| Provided data |
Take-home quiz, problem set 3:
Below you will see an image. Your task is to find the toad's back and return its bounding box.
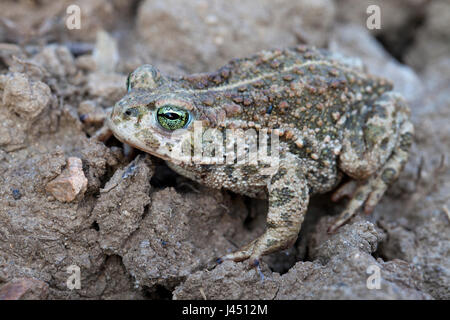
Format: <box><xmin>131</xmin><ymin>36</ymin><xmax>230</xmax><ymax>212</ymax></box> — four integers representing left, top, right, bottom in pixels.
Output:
<box><xmin>167</xmin><ymin>46</ymin><xmax>392</xmax><ymax>144</ymax></box>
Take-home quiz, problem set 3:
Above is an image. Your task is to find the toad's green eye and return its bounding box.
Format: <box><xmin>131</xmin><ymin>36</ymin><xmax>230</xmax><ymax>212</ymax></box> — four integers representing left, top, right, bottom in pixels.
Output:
<box><xmin>156</xmin><ymin>105</ymin><xmax>189</xmax><ymax>130</ymax></box>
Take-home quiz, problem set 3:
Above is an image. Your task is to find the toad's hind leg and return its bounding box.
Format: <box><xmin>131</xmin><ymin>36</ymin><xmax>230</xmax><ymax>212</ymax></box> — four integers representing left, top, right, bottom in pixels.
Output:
<box><xmin>328</xmin><ymin>93</ymin><xmax>414</xmax><ymax>232</ymax></box>
<box><xmin>219</xmin><ymin>160</ymin><xmax>309</xmax><ymax>266</ymax></box>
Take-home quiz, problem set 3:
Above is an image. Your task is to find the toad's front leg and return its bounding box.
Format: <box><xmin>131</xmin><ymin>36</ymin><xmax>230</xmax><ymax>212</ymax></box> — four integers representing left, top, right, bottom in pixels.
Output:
<box><xmin>219</xmin><ymin>162</ymin><xmax>309</xmax><ymax>266</ymax></box>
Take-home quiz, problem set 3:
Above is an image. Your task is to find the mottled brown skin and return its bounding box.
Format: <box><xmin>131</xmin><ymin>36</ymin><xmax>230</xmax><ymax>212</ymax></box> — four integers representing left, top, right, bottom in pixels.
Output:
<box><xmin>109</xmin><ymin>46</ymin><xmax>413</xmax><ymax>265</ymax></box>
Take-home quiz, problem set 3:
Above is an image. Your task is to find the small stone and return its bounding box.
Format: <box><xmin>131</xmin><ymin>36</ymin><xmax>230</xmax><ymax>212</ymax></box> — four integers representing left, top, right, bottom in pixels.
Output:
<box><xmin>46</xmin><ymin>157</ymin><xmax>88</xmax><ymax>202</ymax></box>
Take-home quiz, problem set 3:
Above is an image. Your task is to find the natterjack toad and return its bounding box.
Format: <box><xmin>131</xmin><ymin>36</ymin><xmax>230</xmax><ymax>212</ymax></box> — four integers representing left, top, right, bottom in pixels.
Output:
<box><xmin>108</xmin><ymin>46</ymin><xmax>413</xmax><ymax>265</ymax></box>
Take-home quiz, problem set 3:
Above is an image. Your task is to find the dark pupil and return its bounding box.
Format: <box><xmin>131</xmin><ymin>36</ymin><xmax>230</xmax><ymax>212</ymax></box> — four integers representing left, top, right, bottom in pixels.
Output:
<box><xmin>163</xmin><ymin>112</ymin><xmax>180</xmax><ymax>120</ymax></box>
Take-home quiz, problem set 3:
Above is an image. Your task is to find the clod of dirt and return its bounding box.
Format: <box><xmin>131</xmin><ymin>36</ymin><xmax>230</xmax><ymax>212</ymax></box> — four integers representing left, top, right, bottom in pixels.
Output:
<box><xmin>173</xmin><ymin>261</ymin><xmax>280</xmax><ymax>300</ymax></box>
<box><xmin>0</xmin><ymin>278</ymin><xmax>48</xmax><ymax>300</ymax></box>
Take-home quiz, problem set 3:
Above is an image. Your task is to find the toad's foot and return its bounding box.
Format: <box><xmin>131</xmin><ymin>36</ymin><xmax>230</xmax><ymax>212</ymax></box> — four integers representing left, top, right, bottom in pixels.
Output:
<box><xmin>218</xmin><ymin>163</ymin><xmax>309</xmax><ymax>267</ymax></box>
<box><xmin>328</xmin><ymin>121</ymin><xmax>413</xmax><ymax>233</ymax></box>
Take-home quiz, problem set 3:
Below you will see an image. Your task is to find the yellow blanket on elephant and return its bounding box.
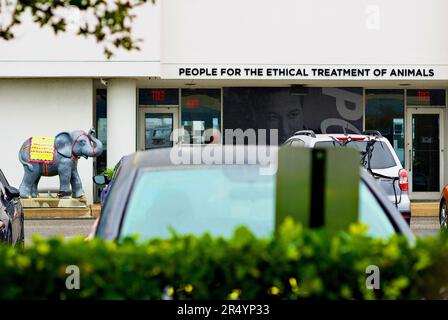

| What you are asked to do |
Find each line of the listing that contains the word "Below" and copy those lines out in full.

| Final answer |
Below you will see an image. Your task is to find the toad's back and return its bounding box.
Below you will see an image. Your task is to find the yellow blanket on elephant and return its bounding box.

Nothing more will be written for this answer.